— Exercices proposés —
1. Relevez toutes les marques automobiles mentionnées dans l'extrait sur Sommer et la Scuderia Ferrari.
2. Recopiez le passage de l'extrait sur Sommer et la Scuderia Ferrari qui commence à "La Scuderia Ferrari" et se termine à "formelle de succès.".

— Extrait du document —
====================
La Scuderia Ferrari qui s’est bâtie le plus glorieux des palmarès a toujours exercé un pouvoir attractif sur les pilotes. Une fascination étrange et magique, l’aboutissement d’une carrière sans garantie formelle de succès.

ALAIN PROST LE HUITIEME CAVALIER

Octobre 1947, dans le parc Valentino, théâtre du GP de Turin, la concurrence est sévère pour la toute jeune marque de Maranello. Les deux Maserati de Villoresi et Ascari partagent la première ligne avec la Talbot de Pozzi, mais c’est pourtant la Ferrari 159S de Sommer qui prend le meilleur départ. Pendant les 504 km de course, le Français conservera son avantage et offrira à Ferrari la 4 e victoire de son histoire. Un an plus tard, comme pour marquer cet heureux anniversaire. Ferrari lui confie une vraie F1. La Tipo 125 effectue ici ses débuts et Sommer sous une pluie battante termine en 3 e position. Vainqueur des GP de Reims et de Florence avec une 166 F2 officielle en 1948 toujours, il passe ensuite chez Talbot et Gordini avant d’acheter une Ferrari 125 F1 pour la saison 1950. Avec sa Ferrari couleur bleu-France, il termine 4 e à Monaco mais pilote une nouvelle fois pour la Scuderia à l’occasion du GP de Berne qu’il remporte avec une 166 F2. Ce sera sa dernière sortie comme officiel Ferrari car les négociations entreprises avant le GP d’Italie buteront sur de sombres histoires de règlement. Sommer prendra finalement le départ sur une Talbot pour son dernier GP. Une semaine plus tard, il trouvait la mort à Cadours au volant d’une petite Cooper. " Il fut vraiment un grand pilote et un ami très cher" devait déclarer ensuite Enzo Ferrari en hommage à ce Français qui avait débuté sa collaboration avec la Scuderia en 1936 à l’époque des Alfa Romeo décorées du " Cavallino".
====================
— Données recueillies —
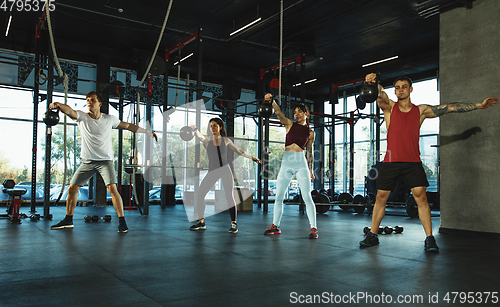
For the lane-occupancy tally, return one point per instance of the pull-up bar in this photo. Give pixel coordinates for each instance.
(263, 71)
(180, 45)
====================
— Corrigés par tâche —
1. Les marques mentionnées sont Ferrari, Maserati, Talbot, Gordini, Cooper et Alfa Romeo.

2.
La Scuderia Ferrari qui s’est bâtie le plus glorieux des palmarès a toujours exercé un pouvoir attractif sur les pilotes. Une fascination étrange et magique, l’aboutissement d’une carrière sans garantie formelle de succès.